**Task description**
Could you print every record below exactly as written?

**Working data**
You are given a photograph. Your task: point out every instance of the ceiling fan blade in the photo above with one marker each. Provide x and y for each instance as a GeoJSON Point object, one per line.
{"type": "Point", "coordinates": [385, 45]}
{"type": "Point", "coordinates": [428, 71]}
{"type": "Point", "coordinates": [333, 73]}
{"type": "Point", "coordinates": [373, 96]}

**Task output**
You are given a photograph. Your task: point out every instance of the ceiling fan blade in the photo above with one marker each. Provide x and y for each instance as a GeoJSON Point object, one per line.
{"type": "Point", "coordinates": [385, 45]}
{"type": "Point", "coordinates": [428, 71]}
{"type": "Point", "coordinates": [333, 73]}
{"type": "Point", "coordinates": [373, 96]}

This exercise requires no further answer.